[EXERCISE DETAILS]
Select from the data all lines with the word "moth".

[RECORD SET]
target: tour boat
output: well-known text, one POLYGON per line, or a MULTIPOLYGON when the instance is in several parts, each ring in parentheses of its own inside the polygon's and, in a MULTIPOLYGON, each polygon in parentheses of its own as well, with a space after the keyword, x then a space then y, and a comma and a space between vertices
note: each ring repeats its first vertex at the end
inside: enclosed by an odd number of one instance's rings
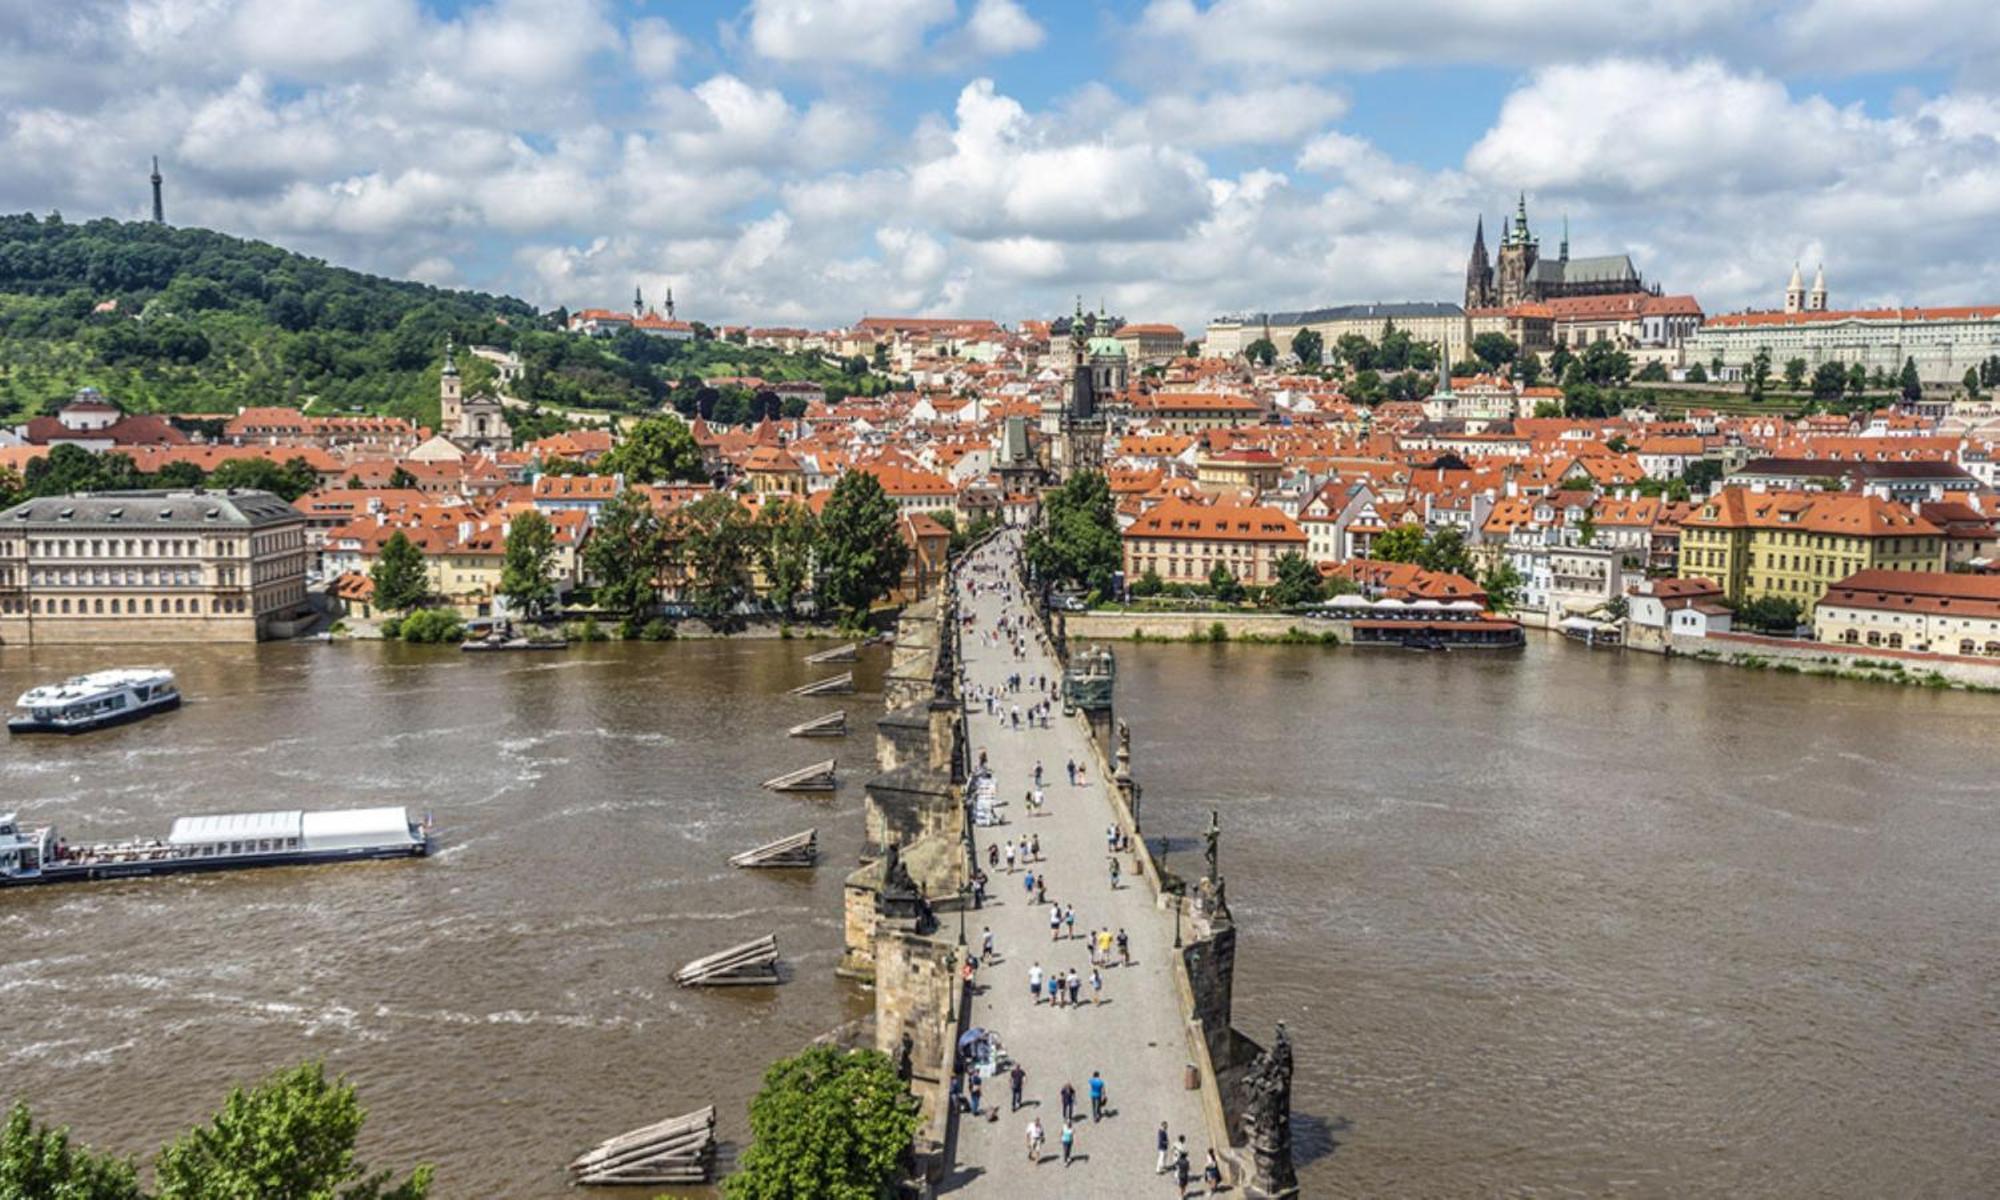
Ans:
POLYGON ((421 858, 433 842, 430 819, 412 821, 405 808, 176 817, 165 838, 89 845, 70 845, 52 825, 23 829, 15 814, 0 813, 0 887, 421 858))
POLYGON ((7 732, 84 733, 178 708, 180 702, 172 671, 155 667, 93 671, 23 692, 15 704, 26 711, 8 720, 7 732))

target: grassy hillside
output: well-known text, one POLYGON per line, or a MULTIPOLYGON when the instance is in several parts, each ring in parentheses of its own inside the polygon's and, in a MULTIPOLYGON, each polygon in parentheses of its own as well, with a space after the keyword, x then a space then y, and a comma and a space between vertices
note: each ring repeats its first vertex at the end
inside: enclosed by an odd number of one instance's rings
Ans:
MULTIPOLYGON (((140 411, 310 403, 434 422, 447 334, 514 350, 527 368, 515 394, 564 407, 655 409, 675 384, 716 375, 857 392, 883 382, 817 356, 722 342, 595 342, 559 332, 558 317, 205 229, 0 216, 0 420, 90 386, 140 411)), ((490 380, 469 355, 459 365, 468 392, 490 380)))

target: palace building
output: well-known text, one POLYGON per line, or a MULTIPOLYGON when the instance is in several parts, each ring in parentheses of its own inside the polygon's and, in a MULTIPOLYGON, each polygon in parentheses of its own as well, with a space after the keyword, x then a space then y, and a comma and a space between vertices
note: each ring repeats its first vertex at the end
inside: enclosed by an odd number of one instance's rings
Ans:
POLYGON ((0 513, 0 643, 254 642, 310 615, 306 519, 269 492, 96 492, 0 513))

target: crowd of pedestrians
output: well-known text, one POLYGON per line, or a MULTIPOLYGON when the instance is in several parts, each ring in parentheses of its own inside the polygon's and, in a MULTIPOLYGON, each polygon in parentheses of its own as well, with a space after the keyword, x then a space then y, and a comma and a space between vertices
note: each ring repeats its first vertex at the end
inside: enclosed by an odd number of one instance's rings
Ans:
MULTIPOLYGON (((1010 739, 1017 733, 1023 737, 1033 737, 1039 731, 1052 729, 1055 707, 1061 698, 1060 681, 1033 669, 1029 663, 1031 650, 1036 652, 1037 661, 1050 661, 1053 656, 1044 657, 1043 652, 1049 649, 1047 637, 1040 624, 1024 607, 1025 588, 1014 577, 1011 563, 1011 550, 1003 543, 998 552, 994 547, 988 547, 970 564, 971 569, 966 573, 963 583, 964 599, 973 601, 982 595, 997 596, 1002 604, 997 619, 982 622, 975 606, 967 603, 964 607, 962 637, 962 644, 967 646, 968 651, 975 646, 988 651, 1000 651, 1007 656, 1010 664, 1021 664, 1019 669, 1014 669, 1010 665, 1005 674, 992 686, 977 685, 967 681, 963 691, 972 714, 983 715, 990 722, 975 723, 972 726, 974 731, 983 734, 997 726, 998 731, 1010 739)), ((1007 757, 1015 756, 1010 754, 1007 757)), ((1063 780, 1068 785, 1066 789, 1068 794, 1064 794, 1065 789, 1061 785, 1056 785, 1057 795, 1054 802, 1058 805, 1074 803, 1080 795, 1088 794, 1084 789, 1090 786, 1089 772, 1083 764, 1076 761, 1074 756, 1065 756, 1061 767, 1063 780)), ((982 775, 992 773, 984 749, 979 753, 978 771, 982 775)), ((1040 760, 1036 760, 1032 771, 1025 774, 1027 777, 1015 784, 1021 789, 1020 812, 1024 823, 1048 815, 1051 803, 1049 787, 1053 783, 1050 778, 1051 773, 1040 760)), ((997 785, 1001 781, 995 779, 993 782, 997 785)), ((994 790, 997 793, 997 786, 994 790)), ((1021 903, 1046 910, 1047 913, 1049 929, 1047 956, 1032 958, 1024 971, 1024 982, 1028 987, 1032 1008, 1044 1009, 1050 1013, 1062 1011, 1069 1014, 1083 1014, 1111 1004, 1112 1001, 1106 996, 1107 972, 1130 968, 1133 965, 1131 937, 1126 930, 1116 927, 1115 922, 1107 921, 1093 925, 1085 920, 1080 928, 1080 919, 1087 917, 1088 913, 1080 914, 1078 910, 1080 905, 1086 910, 1091 906, 1093 903, 1091 896, 1095 888, 1108 885, 1108 890, 1111 892, 1120 889, 1125 873, 1120 856, 1132 853, 1133 849, 1129 837, 1123 834, 1115 823, 1111 825, 1105 831, 1106 865, 1103 877, 1094 884, 1087 880, 1065 880, 1059 888, 1050 876, 1051 864, 1043 852, 1041 830, 1019 832, 1008 829, 1006 824, 1002 824, 982 829, 982 832, 991 835, 982 855, 985 869, 995 875, 1003 871, 1008 875, 1019 875, 1021 903), (1083 943, 1082 962, 1056 961, 1059 957, 1073 954, 1077 948, 1075 944, 1079 941, 1083 943), (1044 965, 1045 961, 1047 965, 1044 965)), ((983 873, 980 878, 984 879, 983 873)), ((1106 907, 1109 907, 1108 902, 1106 907)), ((1017 929, 1022 925, 1018 920, 1013 924, 1017 929)), ((999 961, 997 955, 1003 949, 1019 952, 1021 947, 997 947, 992 927, 988 925, 980 932, 973 964, 977 964, 978 967, 990 967, 999 961)), ((975 969, 974 965, 969 964, 968 975, 970 976, 975 969)), ((1092 1018, 1077 1015, 1073 1019, 1088 1022, 1092 1018)), ((1013 1044, 1018 1049, 1032 1044, 1032 1041, 1031 1038, 1017 1037, 1013 1044)), ((1104 1044, 1109 1049, 1115 1043, 1107 1038, 1104 1044)), ((1025 1126, 1025 1138, 1027 1158, 1032 1164, 1039 1166, 1053 1162, 1059 1156, 1065 1168, 1071 1165, 1087 1166, 1089 1155, 1079 1140, 1078 1132, 1079 1127, 1084 1125, 1085 1111, 1079 1108, 1080 1100, 1088 1104, 1090 1127, 1109 1123, 1109 1129, 1118 1128, 1116 1120, 1118 1109, 1111 1103, 1111 1084, 1106 1079, 1103 1069, 1100 1067, 1091 1070, 1084 1080, 1082 1089, 1079 1090, 1075 1076, 1069 1074, 1069 1068, 1075 1065, 1069 1064, 1064 1069, 1049 1069, 1045 1065, 1040 1065, 1031 1072, 1029 1065, 1018 1059, 998 1064, 997 1073, 1006 1081, 1008 1111, 1019 1113, 1023 1108, 1031 1110, 1025 1126), (1042 1101, 1028 1094, 1031 1075, 1036 1080, 1044 1081, 1045 1085, 1058 1084, 1055 1096, 1060 1103, 1060 1124, 1056 1133, 1057 1146, 1053 1153, 1046 1147, 1049 1133, 1043 1124, 1043 1112, 1038 1107, 1042 1101)), ((961 1109, 977 1116, 997 1120, 999 1116, 997 1105, 984 1104, 981 1094, 983 1089, 977 1082, 979 1074, 977 1066, 967 1064, 967 1067, 966 1074, 971 1078, 963 1085, 963 1090, 960 1092, 961 1109)), ((1053 1123, 1053 1116, 1051 1121, 1053 1123)), ((1170 1179, 1177 1189, 1177 1194, 1185 1196, 1189 1194, 1188 1189, 1197 1176, 1190 1159, 1186 1133, 1182 1132, 1171 1137, 1170 1133, 1172 1131, 1168 1122, 1161 1121, 1155 1135, 1155 1173, 1170 1179)), ((1130 1135, 1114 1132, 1109 1136, 1130 1135)), ((1143 1151, 1138 1152, 1143 1153, 1143 1151)), ((1220 1187, 1221 1175, 1220 1162, 1211 1149, 1206 1152, 1206 1162, 1199 1178, 1207 1185, 1208 1191, 1213 1193, 1220 1187)))

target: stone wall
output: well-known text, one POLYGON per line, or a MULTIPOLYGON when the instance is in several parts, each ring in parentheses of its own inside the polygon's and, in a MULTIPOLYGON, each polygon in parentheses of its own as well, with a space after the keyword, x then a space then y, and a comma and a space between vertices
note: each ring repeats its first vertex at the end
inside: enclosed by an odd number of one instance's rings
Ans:
POLYGON ((1886 683, 1928 683, 2000 689, 2000 662, 1886 650, 1879 646, 1838 646, 1749 633, 1676 636, 1672 654, 1731 666, 1760 666, 1803 675, 1839 675, 1886 683))
POLYGON ((257 618, 224 616, 36 616, 0 617, 0 645, 139 646, 150 643, 254 642, 257 618))
POLYGON ((1342 642, 1353 641, 1352 624, 1323 617, 1301 617, 1289 613, 1126 613, 1087 612, 1064 614, 1064 628, 1070 638, 1124 641, 1152 638, 1158 641, 1205 641, 1220 624, 1236 639, 1278 640, 1293 631, 1318 637, 1331 633, 1342 642))

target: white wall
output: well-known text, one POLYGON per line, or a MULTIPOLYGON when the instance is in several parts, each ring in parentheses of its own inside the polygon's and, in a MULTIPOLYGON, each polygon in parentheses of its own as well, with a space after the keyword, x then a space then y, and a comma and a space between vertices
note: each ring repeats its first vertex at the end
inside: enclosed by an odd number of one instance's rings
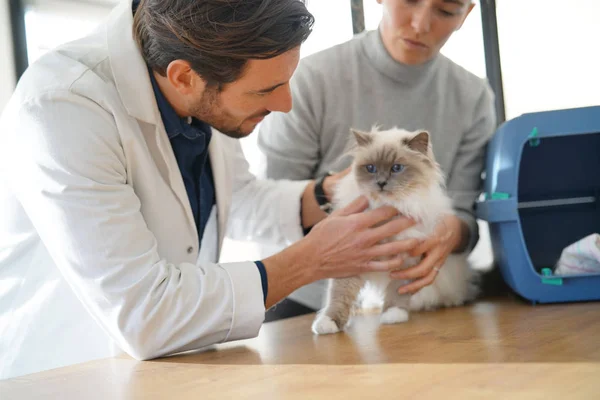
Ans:
POLYGON ((15 88, 15 65, 8 0, 0 0, 0 113, 15 88))

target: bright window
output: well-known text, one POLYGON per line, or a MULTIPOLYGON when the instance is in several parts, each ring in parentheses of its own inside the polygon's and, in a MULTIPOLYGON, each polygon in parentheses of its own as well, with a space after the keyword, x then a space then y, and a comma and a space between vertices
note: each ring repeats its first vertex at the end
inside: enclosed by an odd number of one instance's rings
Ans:
POLYGON ((600 105, 600 1, 496 1, 506 118, 600 105))
POLYGON ((110 13, 116 2, 26 1, 25 34, 29 63, 33 63, 48 50, 91 32, 110 13))

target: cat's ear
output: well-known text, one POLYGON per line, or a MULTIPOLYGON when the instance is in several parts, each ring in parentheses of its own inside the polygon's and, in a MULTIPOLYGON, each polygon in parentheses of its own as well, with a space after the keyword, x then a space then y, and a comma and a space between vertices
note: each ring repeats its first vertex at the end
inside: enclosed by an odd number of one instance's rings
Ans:
POLYGON ((356 138, 356 143, 358 143, 359 146, 368 146, 373 142, 373 136, 368 132, 362 132, 353 128, 350 128, 350 132, 352 132, 356 138))
POLYGON ((407 145, 409 148, 427 155, 429 149, 429 132, 422 131, 417 133, 415 137, 408 141, 407 145))

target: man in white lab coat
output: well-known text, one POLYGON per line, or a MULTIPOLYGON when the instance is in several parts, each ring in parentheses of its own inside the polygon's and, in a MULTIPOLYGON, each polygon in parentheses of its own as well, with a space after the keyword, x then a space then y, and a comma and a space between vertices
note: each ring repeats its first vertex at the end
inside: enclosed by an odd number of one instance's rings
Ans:
POLYGON ((401 266, 373 260, 416 245, 378 244, 411 221, 375 227, 395 212, 364 199, 324 218, 314 182, 257 181, 236 140, 290 110, 312 22, 298 0, 125 0, 28 69, 0 119, 0 378, 253 337, 302 285, 401 266), (226 231, 293 244, 219 264, 226 231))

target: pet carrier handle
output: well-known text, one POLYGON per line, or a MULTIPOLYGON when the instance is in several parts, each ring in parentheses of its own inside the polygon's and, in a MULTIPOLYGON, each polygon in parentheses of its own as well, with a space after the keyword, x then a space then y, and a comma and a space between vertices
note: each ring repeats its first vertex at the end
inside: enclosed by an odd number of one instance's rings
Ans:
POLYGON ((477 202, 476 213, 477 218, 487 222, 516 221, 517 201, 508 193, 486 193, 486 199, 477 202))

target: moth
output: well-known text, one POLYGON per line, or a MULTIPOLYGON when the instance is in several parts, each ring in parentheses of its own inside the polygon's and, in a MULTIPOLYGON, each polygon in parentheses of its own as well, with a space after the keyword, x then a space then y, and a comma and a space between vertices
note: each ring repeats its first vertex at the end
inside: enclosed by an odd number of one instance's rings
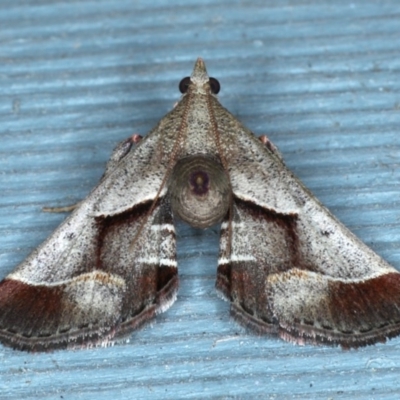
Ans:
POLYGON ((176 299, 174 219, 221 222, 216 288, 256 334, 352 348, 400 333, 400 274, 349 232, 217 99, 202 59, 143 139, 0 283, 0 341, 107 345, 176 299))

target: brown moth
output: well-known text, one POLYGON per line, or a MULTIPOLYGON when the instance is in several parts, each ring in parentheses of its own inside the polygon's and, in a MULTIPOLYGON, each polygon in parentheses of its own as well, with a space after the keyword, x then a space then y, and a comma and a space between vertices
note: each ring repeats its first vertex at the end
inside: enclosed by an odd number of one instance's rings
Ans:
POLYGON ((257 334, 359 347, 400 333, 400 274, 218 102, 198 59, 177 106, 114 151, 99 185, 0 283, 0 341, 112 343, 175 301, 174 216, 221 222, 216 287, 257 334))

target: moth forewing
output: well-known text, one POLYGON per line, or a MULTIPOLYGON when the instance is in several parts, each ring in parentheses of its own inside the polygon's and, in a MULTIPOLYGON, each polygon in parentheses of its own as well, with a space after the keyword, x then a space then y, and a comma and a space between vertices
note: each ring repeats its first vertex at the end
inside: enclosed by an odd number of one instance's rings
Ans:
MULTIPOLYGON (((157 144, 151 136, 143 142, 157 144)), ((135 171, 127 171, 132 154, 140 157, 135 169, 140 171, 155 150, 126 146, 123 142, 117 147, 92 193, 0 283, 4 344, 29 351, 111 344, 175 300, 178 278, 169 200, 164 191, 149 213, 158 178, 138 179, 135 171), (129 178, 141 189, 132 189, 129 178), (139 227, 140 240, 131 248, 139 227)), ((159 175, 165 174, 163 164, 158 166, 159 175)))
POLYGON ((256 333, 299 344, 359 347, 398 335, 399 273, 333 217, 270 146, 238 130, 228 158, 231 250, 225 221, 217 279, 232 315, 256 333))

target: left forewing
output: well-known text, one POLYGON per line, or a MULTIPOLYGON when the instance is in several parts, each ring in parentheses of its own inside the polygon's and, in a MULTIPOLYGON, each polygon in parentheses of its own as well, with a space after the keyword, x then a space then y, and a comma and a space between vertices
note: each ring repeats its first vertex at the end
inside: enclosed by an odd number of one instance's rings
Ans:
POLYGON ((132 165, 152 157, 151 142, 142 147, 113 162, 89 197, 0 283, 4 344, 31 351, 107 344, 175 300, 171 208, 164 193, 153 203, 164 171, 158 163, 147 177, 132 165))

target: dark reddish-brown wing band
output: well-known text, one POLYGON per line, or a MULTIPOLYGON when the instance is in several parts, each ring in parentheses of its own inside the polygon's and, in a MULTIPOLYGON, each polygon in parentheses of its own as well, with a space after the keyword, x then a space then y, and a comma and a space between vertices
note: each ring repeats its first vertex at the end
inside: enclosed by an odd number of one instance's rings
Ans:
MULTIPOLYGON (((86 254, 64 281, 5 278, 0 283, 0 341, 29 351, 106 345, 167 309, 178 288, 175 231, 166 200, 148 216, 150 206, 88 217, 86 254)), ((81 250, 77 241, 70 245, 69 251, 81 250)), ((62 262, 51 266, 63 267, 62 262)))
MULTIPOLYGON (((301 226, 296 214, 235 199, 232 224, 222 224, 216 283, 233 317, 257 334, 298 344, 350 348, 398 335, 400 274, 377 269, 369 277, 331 276, 329 257, 322 265, 312 262, 318 243, 308 243, 301 226)), ((320 234, 323 248, 327 232, 320 234)))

[WRITTEN RESPONSE]
target: moth
target: brown moth
target: moth forewing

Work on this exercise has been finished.